■ Directions ■
Please copy out the following piece about an early morning walk around the lake word for word, in full.

■ Selected text ■
....

Photo by Jenny Wuokko @jmwuokko
It is day three of my 6:00 am walks around the lake. Spring and summer clothes pulled out of storage from a long winter were too small. Too tight. They must have shrunk, I tell myself. Then quickly decide that they really hadn’t. It is me that grew bigger. Rounder. Fatter. Darn that Michigan winter, Starburst candy, and ugly cancer killing a friend. It is cold. I think 37 degrees is what the truck thermometer read. That number could be wrong, but it feels like it is cold and so gloves and coat get put on. My feet meet pavement, movement, and rhythm. Body protests with such an early start, but my mind tells it to shut up and keep going.
Thoughts begin to wander as they always do with never ending to-do lists, prayers for patience, and prayers for people. Eventually, though, thoughts begin to settle, prayers find the Receiver, and clarity emerges from the once tangled mess of me and mind. It is then, in those moments that follow, that I take in all that is made around me. Senses take in the wonder of fresh, clean life-giving air. I take in a really deep breath just because I can. Creatures around me begin to wake up as dawn’s earliest light begins to emerge. It is hard to know who first greets the day. Is it the birds or the frogs? All are noisy, cheerful, alert, and unique in their hellos to each other and the world around them. Some seem to complain, or so I imagine with the tone of their speak. Geese especially, with their loud honks of “leave me alone”, echo off of the safety of water. I’m annoyed by their squawking and tell them to “hush”. In my head, of course. Some things are best left unsaid. Different birds are fighting already as one bird chases another bird through the air. Both birds almost crashing into the ground and I find myself telling them to be nice. Not out-loud, of course, but again in my head. Other fowl slip quietly in the water without so much as a peep and I only notice their movement. Frogs, too, hop not so quietly in the water. A sudden plop and then only ripples of water giving away their escape route.

....

■ Available data ■
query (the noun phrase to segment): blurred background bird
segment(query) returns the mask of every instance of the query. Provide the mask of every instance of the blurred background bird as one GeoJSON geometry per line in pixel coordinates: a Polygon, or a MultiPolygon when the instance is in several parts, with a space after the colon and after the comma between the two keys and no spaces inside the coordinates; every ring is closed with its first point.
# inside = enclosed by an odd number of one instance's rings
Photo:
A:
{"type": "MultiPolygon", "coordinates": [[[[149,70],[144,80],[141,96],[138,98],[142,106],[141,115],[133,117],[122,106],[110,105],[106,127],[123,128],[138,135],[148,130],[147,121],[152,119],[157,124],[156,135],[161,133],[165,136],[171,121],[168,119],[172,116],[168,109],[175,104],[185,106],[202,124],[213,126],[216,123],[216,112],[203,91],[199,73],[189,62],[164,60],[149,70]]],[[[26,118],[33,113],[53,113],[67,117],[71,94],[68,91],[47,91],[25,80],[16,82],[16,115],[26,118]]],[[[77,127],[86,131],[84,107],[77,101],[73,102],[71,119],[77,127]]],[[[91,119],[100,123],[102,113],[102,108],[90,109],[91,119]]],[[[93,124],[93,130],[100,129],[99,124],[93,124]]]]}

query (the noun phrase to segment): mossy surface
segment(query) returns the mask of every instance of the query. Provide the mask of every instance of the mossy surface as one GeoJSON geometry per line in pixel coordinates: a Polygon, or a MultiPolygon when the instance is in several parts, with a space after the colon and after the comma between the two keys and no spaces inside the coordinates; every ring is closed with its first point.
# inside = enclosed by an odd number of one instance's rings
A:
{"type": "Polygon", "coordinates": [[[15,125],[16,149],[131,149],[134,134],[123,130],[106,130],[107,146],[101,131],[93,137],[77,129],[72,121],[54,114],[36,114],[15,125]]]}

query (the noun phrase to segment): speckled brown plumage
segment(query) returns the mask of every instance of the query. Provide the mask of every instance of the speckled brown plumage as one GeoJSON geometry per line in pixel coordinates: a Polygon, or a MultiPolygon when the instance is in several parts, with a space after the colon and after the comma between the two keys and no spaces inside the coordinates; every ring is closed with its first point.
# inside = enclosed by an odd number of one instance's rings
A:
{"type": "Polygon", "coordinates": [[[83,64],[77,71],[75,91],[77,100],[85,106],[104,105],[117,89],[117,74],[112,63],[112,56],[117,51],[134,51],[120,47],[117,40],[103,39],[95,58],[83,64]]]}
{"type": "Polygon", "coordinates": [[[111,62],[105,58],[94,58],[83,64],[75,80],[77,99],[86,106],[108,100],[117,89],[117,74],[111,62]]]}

....

■ Solution ■
Photo by Jenny Wuokko @jmwuokko
It is day three of my 6:00 am walks around the lake. Spring and summer clothes pulled out of storage from a long winter were too small. Too tight. They must have shrunk, I tell myself. Then quickly decide that they really hadn’t. It is me that grew bigger. Rounder. Fatter. Darn that Michigan winter, Starburst candy, and ugly cancer killing a friend. It is cold. I think 37 degrees is what the truck thermometer read. That number could be wrong, but it feels like it is cold and so gloves and coat get put on. My feet meet pavement, movement, and rhythm. Body protests with such an early start, but my mind tells it to shut up and keep going.
Thoughts begin to wander as they always do with never ending to-do lists, prayers for patience, and prayers for people. Eventually, though, thoughts begin to settle, prayers find the Receiver, and clarity emerges from the once tangled mess of me and mind. It is then, in those moments that follow, that I take in all that is made around me. Senses take in the wonder of fresh, clean life-giving air. I take in a really deep breath just because I can. Creatures around me begin to wake up as dawn’s earliest light begins to emerge. It is hard to know who first greets the day. Is it the birds or the frogs? All are noisy, cheerful, alert, and unique in their hellos to each other and the world around them. Some seem to complain, or so I imagine with the tone of their speak. Geese especially, with their loud honks of “leave me alone”, echo off of the safety of water. I’m annoyed by their squawking and tell them to “hush”. In my head, of course. Some things are best left unsaid. Different birds are fighting already as one bird chases another bird through the air. Both birds almost crashing into the ground and I find myself telling them to be nice. Not out-loud, of course, but again in my head. Other fowl slip quietly in the water without so much as a peep and I only notice their movement. Frogs, too, hop not so quietly in the water. A sudden plop and then only ripples of water giving away their escape route.